#### Document section
__________
Re: [vchkpw] Re: Inserting new users via mysql-insert into the vpopmail database

2003-11-06 Thread Tom Collins
On Friday, November 7, 2003, at 02:27  AM, Nick Harring wrote:
I'd even consider modifying the random password generator to not use 
letters that can be confused with each other (1/I/l and 0/O).
That'd be foolish in the extreme. If the user, or administrator, wants 
passwords that are easy to remember or hard to confuse then they 
should take the onerous burden on themselves. The random password 
function, by using the word random, is promising a certain 
functionality and what you propose doesn't deliver it.
I think that's somewhat extreme.  A random password is just that -- 
randomly generated.  No guarantees on the randomness of the random 
number generator, or on the number of characters selected from.  
Eliminating 5 characters from a possible 70-80 is not foolish.  Having 
admins set up new accounts with passwords like PASSWORD or the user's 
last name is foolish.

 Narrowing the possible scope for each letter to 64 from some larger 
group but increasing the entropy that goes into selecting each 
character seems like a good idea to me.
Remember that we're only selecting 8 random characters -- that's about 
40-bits of random numbers.  No one has shown that the current method 
results in a limited set of possible passwords.  I'm not arguing 
against using /dev/[u]random, I'm just saying that it's possible to 
over-engineer a random password generator...
__________
#### Source data
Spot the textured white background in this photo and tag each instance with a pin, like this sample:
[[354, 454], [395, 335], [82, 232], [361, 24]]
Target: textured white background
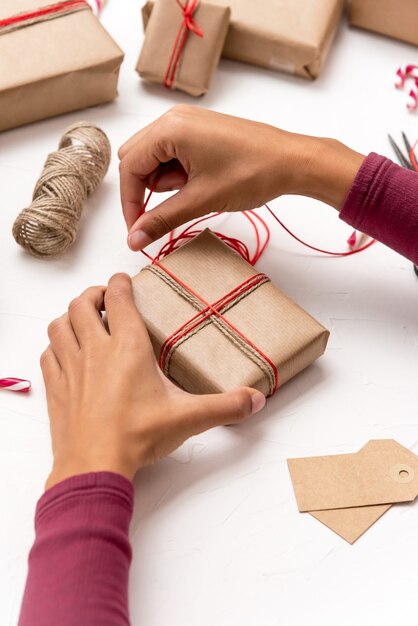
[[216, 533]]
__________
#### Problem details
After the data, extend the mailing-list exchange about the vpopmail random password generator by writing the next part, picking up after its final sentence.

#### Output for this task
The valid salt chars for DES, with which we must maintain backwards 
compatability, are [a-zA-Z0-9./]. The additional characters that 
vgen_pass() can be using are [EMAIL PROTECTED]*()-_=+\|]}[{';:, by my count 
that's 29 new characters. A decently larger set, but not substantially 
so.
This means that an 8 character password, which is what gets created 
when vpopmail creates a random password for you, can be one of either  
6.27710173538668e+57 or 9.71334446112865e+83 combinations, depending 
on how many characters you allow. I personally think we should lean 
towards higher entropy within a smaller field rather than dramatically 
lower entropy within a somewhat larger field.
I'm not sure how to measure entropy, but with the small number of bits 
we're looking at, you reach a point where additional entropy gains you 
nothing, whereas additional characters to choose from does.

 I do not, however, have any evidence to back this up at the moment. 
If you'd like me to back the above up, or withdraw it, based on an 
actual expert opinion I'd be more than happy to do some research this 
evening to see what the pro's say.
I'm not an encryption expert, so I'm open to professional opinions on 
the subject.

We could also increase the size of the MD5 salt, since we're allowed 8 
characters plus the leading $1$ and an optional, terminating $. This'd 
be easy to do, backwards compatible, and ought to increase security to 
at least some extent.
The more recent versions of vpopmail use the full-size salt.

Also, randltr is relying on something else to seed srand, which is 
really a bad idea. One mistake and suddenly everyone's vpopmail 
everywhere is seeding with 1. Oops.
randltr is only used by mkpasswd3() which seeds srandom.  You need to 
be careful to seed rand/random only once.
There's no real reason that I can determine, from either the man 
pages, my experience, or the experience of the people around me that 
says you need to be careful to seed the random pool only once. It 
doesn't break anything. At worst its inefficient.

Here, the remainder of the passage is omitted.